> [EXERCISE AIM]: Please collect every line in the rows below that contains the word "positive".

> [RAW DATA]:
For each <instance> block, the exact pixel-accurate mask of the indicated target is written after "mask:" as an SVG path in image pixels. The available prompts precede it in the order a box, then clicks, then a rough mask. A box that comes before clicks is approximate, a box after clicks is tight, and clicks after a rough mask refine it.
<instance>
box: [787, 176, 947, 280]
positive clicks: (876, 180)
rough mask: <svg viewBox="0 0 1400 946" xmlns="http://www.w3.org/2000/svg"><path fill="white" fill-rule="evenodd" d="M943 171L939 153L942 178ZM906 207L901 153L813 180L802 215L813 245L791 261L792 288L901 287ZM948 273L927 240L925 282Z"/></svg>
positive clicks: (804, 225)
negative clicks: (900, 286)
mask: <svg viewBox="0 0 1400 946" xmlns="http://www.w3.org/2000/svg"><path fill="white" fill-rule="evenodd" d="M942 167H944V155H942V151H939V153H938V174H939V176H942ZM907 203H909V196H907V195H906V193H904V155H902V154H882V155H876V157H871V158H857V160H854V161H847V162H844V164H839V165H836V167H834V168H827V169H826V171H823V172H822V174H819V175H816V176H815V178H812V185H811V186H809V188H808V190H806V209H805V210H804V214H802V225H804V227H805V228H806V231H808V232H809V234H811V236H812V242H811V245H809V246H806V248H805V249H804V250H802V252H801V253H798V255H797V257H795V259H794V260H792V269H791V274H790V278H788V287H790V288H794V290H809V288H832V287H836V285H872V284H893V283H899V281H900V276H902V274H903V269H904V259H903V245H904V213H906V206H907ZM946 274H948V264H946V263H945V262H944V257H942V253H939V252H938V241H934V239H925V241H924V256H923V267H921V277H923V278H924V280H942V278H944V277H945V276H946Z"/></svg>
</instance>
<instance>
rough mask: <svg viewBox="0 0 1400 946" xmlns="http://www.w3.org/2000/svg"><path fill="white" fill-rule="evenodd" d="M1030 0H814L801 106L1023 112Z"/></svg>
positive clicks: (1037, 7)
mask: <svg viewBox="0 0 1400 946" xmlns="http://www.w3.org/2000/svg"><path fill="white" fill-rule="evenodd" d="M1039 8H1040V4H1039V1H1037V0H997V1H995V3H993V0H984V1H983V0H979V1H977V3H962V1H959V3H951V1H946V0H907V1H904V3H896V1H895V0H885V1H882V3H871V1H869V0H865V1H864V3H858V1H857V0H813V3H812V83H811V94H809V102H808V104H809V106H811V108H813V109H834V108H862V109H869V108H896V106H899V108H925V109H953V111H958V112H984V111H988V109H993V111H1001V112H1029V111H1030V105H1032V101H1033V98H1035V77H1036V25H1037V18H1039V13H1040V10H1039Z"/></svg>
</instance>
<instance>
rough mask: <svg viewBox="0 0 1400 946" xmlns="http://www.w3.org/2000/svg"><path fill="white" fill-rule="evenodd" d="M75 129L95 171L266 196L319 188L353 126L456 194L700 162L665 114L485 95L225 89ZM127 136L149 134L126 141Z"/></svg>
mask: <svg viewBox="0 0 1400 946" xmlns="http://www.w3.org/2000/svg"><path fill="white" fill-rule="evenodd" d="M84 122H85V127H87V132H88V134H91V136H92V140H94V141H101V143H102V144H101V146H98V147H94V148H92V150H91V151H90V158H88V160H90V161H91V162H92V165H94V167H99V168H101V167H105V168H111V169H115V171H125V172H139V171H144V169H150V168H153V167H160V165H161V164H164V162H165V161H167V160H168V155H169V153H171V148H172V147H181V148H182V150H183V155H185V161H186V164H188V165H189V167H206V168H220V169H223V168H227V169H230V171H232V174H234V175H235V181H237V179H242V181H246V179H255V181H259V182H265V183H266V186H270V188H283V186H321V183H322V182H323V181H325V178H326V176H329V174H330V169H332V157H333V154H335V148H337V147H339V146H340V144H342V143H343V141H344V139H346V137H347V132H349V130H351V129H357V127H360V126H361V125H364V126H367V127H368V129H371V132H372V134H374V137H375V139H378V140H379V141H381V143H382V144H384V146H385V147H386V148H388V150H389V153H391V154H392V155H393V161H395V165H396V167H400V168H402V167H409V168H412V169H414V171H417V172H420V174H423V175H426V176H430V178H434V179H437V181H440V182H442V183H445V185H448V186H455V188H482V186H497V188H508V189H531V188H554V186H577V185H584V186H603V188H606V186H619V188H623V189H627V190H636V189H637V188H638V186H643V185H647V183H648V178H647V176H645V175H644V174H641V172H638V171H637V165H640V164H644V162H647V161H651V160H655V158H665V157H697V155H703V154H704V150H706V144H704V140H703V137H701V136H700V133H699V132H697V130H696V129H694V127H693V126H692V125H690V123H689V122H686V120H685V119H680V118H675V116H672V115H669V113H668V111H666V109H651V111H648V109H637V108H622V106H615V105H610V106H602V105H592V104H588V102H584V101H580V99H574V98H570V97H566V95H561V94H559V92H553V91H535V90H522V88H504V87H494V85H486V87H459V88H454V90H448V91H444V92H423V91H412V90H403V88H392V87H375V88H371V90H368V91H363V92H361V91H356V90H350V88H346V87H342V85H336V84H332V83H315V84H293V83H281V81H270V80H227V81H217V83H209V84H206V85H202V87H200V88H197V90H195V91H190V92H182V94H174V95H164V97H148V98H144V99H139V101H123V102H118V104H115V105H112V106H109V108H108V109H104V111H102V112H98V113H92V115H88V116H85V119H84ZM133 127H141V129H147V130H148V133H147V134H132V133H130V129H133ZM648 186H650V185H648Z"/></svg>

> [EXERCISE ANSWER]:
positive clicks: (876, 180)
positive clicks: (804, 225)
positive clicks: (1037, 7)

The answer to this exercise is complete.